>>>
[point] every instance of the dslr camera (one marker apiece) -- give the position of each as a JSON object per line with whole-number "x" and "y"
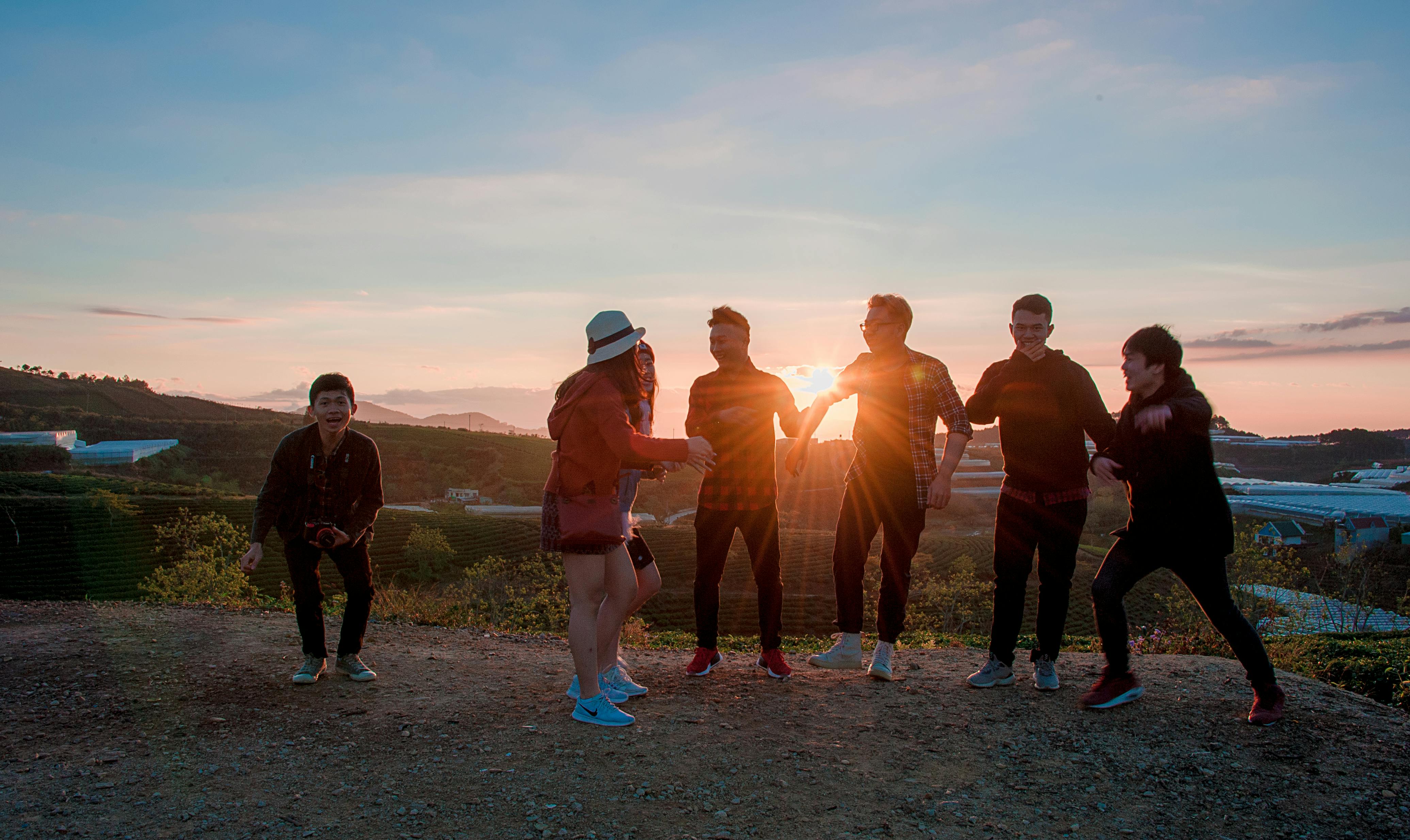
{"x": 321, "y": 533}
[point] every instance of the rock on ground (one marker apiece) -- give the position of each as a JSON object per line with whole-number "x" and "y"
{"x": 129, "y": 721}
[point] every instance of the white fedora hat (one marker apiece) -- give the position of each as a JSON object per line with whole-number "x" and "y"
{"x": 611, "y": 334}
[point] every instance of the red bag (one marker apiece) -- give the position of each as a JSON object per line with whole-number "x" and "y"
{"x": 588, "y": 519}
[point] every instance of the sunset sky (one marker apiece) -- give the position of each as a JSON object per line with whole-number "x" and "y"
{"x": 436, "y": 198}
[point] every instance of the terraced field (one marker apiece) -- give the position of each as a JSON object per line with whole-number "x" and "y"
{"x": 57, "y": 545}
{"x": 67, "y": 549}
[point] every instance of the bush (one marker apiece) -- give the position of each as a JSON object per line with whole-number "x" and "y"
{"x": 428, "y": 555}
{"x": 204, "y": 555}
{"x": 112, "y": 504}
{"x": 26, "y": 459}
{"x": 957, "y": 602}
{"x": 528, "y": 594}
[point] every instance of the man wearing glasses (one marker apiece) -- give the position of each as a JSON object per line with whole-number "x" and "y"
{"x": 893, "y": 478}
{"x": 1044, "y": 403}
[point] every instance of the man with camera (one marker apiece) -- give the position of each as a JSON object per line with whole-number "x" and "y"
{"x": 323, "y": 491}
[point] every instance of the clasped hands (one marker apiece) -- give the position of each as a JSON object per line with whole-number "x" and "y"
{"x": 1150, "y": 419}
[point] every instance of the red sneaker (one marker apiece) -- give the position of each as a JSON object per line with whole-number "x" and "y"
{"x": 1113, "y": 690}
{"x": 706, "y": 659}
{"x": 773, "y": 664}
{"x": 1268, "y": 705}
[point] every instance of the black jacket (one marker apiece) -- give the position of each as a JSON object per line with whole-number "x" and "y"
{"x": 354, "y": 485}
{"x": 1042, "y": 408}
{"x": 1177, "y": 499}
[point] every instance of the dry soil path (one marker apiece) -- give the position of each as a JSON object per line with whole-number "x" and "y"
{"x": 125, "y": 721}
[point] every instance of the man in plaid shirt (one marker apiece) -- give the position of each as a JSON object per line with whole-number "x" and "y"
{"x": 734, "y": 408}
{"x": 893, "y": 478}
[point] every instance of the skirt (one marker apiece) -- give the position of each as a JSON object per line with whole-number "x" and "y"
{"x": 550, "y": 536}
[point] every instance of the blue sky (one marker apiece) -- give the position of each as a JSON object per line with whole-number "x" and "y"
{"x": 439, "y": 196}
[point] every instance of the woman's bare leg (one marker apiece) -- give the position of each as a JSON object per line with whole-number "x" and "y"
{"x": 587, "y": 590}
{"x": 648, "y": 584}
{"x": 619, "y": 581}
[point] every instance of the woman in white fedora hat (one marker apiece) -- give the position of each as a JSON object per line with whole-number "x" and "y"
{"x": 594, "y": 421}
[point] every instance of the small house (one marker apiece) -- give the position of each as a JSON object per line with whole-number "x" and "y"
{"x": 1282, "y": 533}
{"x": 1363, "y": 530}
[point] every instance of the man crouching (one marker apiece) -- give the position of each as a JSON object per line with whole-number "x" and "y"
{"x": 323, "y": 491}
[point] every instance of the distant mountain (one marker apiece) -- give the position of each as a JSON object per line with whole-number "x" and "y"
{"x": 376, "y": 413}
{"x": 115, "y": 398}
{"x": 471, "y": 421}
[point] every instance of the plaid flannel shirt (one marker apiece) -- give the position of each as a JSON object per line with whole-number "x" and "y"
{"x": 930, "y": 394}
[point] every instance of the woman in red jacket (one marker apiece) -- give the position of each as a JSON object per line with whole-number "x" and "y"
{"x": 594, "y": 422}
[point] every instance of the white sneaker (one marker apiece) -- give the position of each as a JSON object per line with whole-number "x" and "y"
{"x": 309, "y": 673}
{"x": 845, "y": 655}
{"x": 993, "y": 673}
{"x": 601, "y": 711}
{"x": 619, "y": 680}
{"x": 354, "y": 669}
{"x": 576, "y": 691}
{"x": 882, "y": 661}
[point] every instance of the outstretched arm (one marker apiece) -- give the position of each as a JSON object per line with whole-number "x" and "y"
{"x": 797, "y": 457}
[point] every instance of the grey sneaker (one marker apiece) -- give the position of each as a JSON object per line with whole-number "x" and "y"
{"x": 844, "y": 655}
{"x": 1046, "y": 674}
{"x": 882, "y": 657}
{"x": 309, "y": 673}
{"x": 993, "y": 673}
{"x": 354, "y": 669}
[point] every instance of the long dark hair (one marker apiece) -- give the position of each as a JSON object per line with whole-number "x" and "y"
{"x": 656, "y": 378}
{"x": 624, "y": 371}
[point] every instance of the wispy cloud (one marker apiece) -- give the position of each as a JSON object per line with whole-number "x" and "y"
{"x": 1227, "y": 342}
{"x": 1361, "y": 319}
{"x": 129, "y": 313}
{"x": 1313, "y": 350}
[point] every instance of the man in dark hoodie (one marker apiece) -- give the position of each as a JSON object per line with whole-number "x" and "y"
{"x": 323, "y": 491}
{"x": 1044, "y": 403}
{"x": 1162, "y": 451}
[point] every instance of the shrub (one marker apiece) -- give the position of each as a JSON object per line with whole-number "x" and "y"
{"x": 528, "y": 594}
{"x": 428, "y": 555}
{"x": 202, "y": 553}
{"x": 957, "y": 602}
{"x": 111, "y": 504}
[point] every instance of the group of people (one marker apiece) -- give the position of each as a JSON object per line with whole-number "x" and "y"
{"x": 325, "y": 490}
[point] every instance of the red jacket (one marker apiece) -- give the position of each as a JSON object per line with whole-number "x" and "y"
{"x": 596, "y": 440}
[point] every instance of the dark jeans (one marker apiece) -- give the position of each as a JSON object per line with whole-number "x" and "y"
{"x": 1019, "y": 529}
{"x": 714, "y": 533}
{"x": 873, "y": 502}
{"x": 1203, "y": 573}
{"x": 356, "y": 567}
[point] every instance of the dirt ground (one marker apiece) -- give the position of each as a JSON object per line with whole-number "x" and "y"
{"x": 126, "y": 721}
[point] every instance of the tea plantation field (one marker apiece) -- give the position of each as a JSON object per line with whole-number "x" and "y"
{"x": 58, "y": 543}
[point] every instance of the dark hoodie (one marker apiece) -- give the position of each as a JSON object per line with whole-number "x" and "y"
{"x": 596, "y": 440}
{"x": 1177, "y": 499}
{"x": 1042, "y": 408}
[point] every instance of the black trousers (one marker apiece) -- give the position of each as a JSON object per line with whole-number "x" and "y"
{"x": 1203, "y": 573}
{"x": 869, "y": 504}
{"x": 714, "y": 533}
{"x": 1019, "y": 529}
{"x": 356, "y": 567}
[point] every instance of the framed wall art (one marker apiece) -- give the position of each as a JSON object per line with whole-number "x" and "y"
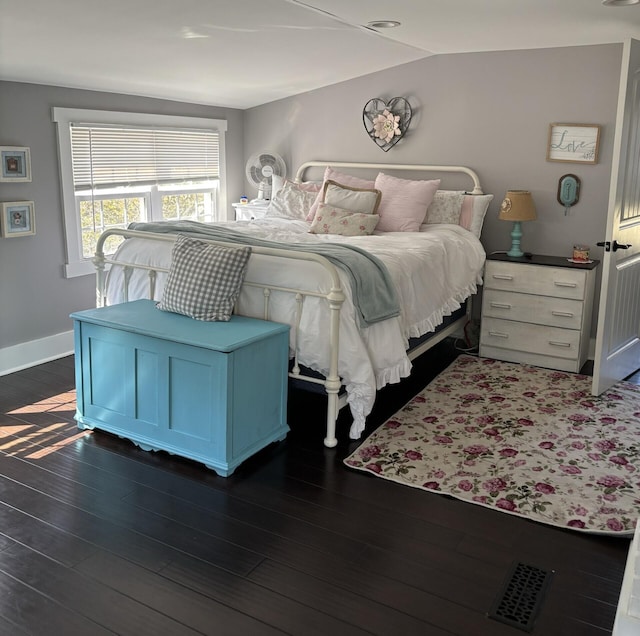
{"x": 18, "y": 219}
{"x": 16, "y": 163}
{"x": 573, "y": 143}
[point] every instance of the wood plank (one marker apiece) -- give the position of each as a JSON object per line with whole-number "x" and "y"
{"x": 95, "y": 601}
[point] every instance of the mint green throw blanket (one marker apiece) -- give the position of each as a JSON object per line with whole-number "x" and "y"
{"x": 374, "y": 295}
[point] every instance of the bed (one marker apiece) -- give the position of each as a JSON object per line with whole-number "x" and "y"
{"x": 425, "y": 241}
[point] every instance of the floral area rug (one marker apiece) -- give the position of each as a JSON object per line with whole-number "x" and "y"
{"x": 519, "y": 439}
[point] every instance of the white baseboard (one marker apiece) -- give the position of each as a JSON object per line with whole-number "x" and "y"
{"x": 28, "y": 354}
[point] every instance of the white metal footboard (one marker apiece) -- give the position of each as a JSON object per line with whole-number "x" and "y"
{"x": 335, "y": 298}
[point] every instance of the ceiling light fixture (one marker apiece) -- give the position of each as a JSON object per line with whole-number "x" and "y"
{"x": 389, "y": 24}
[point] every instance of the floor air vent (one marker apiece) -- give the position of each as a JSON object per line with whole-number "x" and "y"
{"x": 522, "y": 595}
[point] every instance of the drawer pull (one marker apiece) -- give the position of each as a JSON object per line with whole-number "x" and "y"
{"x": 501, "y": 305}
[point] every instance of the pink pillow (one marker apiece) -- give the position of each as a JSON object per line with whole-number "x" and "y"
{"x": 342, "y": 179}
{"x": 404, "y": 202}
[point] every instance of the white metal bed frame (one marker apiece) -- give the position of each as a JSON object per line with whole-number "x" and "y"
{"x": 332, "y": 382}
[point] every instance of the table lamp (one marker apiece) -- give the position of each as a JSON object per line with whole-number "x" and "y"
{"x": 517, "y": 207}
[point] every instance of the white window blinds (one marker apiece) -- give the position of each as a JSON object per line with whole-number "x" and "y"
{"x": 114, "y": 156}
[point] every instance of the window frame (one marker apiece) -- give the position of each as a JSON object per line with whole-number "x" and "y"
{"x": 76, "y": 264}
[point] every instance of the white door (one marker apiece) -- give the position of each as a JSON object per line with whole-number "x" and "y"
{"x": 618, "y": 333}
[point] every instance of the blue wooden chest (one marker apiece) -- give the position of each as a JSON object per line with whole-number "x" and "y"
{"x": 215, "y": 392}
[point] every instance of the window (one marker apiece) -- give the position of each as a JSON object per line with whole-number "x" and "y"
{"x": 121, "y": 167}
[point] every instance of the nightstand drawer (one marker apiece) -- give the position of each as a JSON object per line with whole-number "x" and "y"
{"x": 541, "y": 310}
{"x": 531, "y": 279}
{"x": 525, "y": 337}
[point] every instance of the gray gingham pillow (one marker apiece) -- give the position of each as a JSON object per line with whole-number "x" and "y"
{"x": 204, "y": 279}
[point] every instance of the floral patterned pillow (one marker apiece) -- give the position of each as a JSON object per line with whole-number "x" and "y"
{"x": 332, "y": 220}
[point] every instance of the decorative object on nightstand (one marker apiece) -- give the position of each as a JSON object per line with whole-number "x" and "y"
{"x": 537, "y": 310}
{"x": 250, "y": 211}
{"x": 517, "y": 206}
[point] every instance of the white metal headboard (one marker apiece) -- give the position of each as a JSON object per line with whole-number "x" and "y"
{"x": 477, "y": 189}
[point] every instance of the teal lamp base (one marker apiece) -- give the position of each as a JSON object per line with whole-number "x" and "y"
{"x": 516, "y": 235}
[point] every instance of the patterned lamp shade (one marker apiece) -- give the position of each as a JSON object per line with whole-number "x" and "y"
{"x": 517, "y": 206}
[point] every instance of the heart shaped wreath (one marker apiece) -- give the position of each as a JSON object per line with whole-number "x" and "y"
{"x": 386, "y": 122}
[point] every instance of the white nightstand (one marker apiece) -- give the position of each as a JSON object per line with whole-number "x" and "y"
{"x": 537, "y": 310}
{"x": 250, "y": 211}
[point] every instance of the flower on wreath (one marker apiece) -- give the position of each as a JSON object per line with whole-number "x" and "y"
{"x": 386, "y": 125}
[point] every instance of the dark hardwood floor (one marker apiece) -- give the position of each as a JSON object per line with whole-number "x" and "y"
{"x": 98, "y": 537}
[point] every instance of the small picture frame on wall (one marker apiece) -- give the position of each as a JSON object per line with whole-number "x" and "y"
{"x": 573, "y": 143}
{"x": 18, "y": 219}
{"x": 16, "y": 163}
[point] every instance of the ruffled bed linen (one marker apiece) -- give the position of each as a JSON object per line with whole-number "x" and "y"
{"x": 434, "y": 271}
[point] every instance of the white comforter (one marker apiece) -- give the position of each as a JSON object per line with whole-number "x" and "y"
{"x": 433, "y": 270}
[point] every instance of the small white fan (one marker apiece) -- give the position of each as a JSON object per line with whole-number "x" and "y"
{"x": 260, "y": 170}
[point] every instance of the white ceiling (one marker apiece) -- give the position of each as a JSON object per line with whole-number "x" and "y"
{"x": 242, "y": 53}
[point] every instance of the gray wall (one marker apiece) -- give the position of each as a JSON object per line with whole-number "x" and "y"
{"x": 489, "y": 111}
{"x": 35, "y": 298}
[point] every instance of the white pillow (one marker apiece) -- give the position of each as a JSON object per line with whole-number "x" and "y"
{"x": 445, "y": 207}
{"x": 468, "y": 210}
{"x": 342, "y": 179}
{"x": 276, "y": 184}
{"x": 348, "y": 198}
{"x": 404, "y": 202}
{"x": 292, "y": 201}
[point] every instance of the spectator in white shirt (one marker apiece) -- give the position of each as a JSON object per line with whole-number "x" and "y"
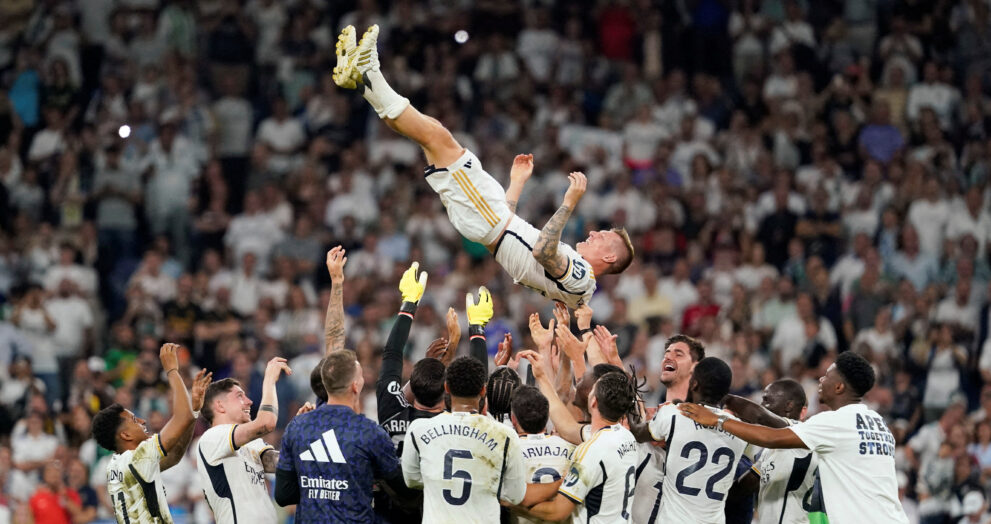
<<<
Nothing but the lines from the one holding "[point] every instance of the flower" through the final line of the records above belongs in the answer, each retyped exactly; omit the pictures.

[point] every instance of the flower on wreath (one marker apiece) -- give the position of each as a JSON object per line with whole-number "x" and "y"
{"x": 386, "y": 125}
[point] every instance of the dark hardwood floor (one marker apiece) -- give the position of each as a JSON object per line with whole-number "x" and "y"
{"x": 98, "y": 537}
[point] every instance of the small picture frame on wall (one marker apiece) -- give the position of each as a JSON object per line with whole-number "x" and "y"
{"x": 573, "y": 143}
{"x": 18, "y": 219}
{"x": 16, "y": 163}
[point] every instance of the ruffled bed linen (one marker apiece) -- give the position of each as a JSON object per line with whole-number "x" and "y"
{"x": 434, "y": 271}
[point] every instance of the white comforter (one marker apiece) -- give the position of each as a JSON object per line with whole-number "x" and "y"
{"x": 433, "y": 270}
[point] every instance of the small white fan (one marker apiece) -- give the position of each as a JSON object per line with whole-number "x" and "y"
{"x": 260, "y": 170}
[point] every instance of the white ceiling (one marker apiece) -- give the position of each as a JSON object per line with whole-number "x" and "y"
{"x": 242, "y": 53}
[point] every instance of the gray wall (one marker apiece) -- give the position of each as a JSON object per line with whole-number "x" and "y"
{"x": 489, "y": 111}
{"x": 35, "y": 298}
[point] every instance of the white pillow (one marker apiece) -- give the position of each as a JSON object per line with whole-number "x" and "y"
{"x": 445, "y": 207}
{"x": 468, "y": 210}
{"x": 342, "y": 179}
{"x": 276, "y": 184}
{"x": 348, "y": 198}
{"x": 404, "y": 202}
{"x": 292, "y": 201}
[point] every instance of the spectator in white shirt (one marker apiece) -- give the position of each as a JSON object per line with whole-number "x" and "y"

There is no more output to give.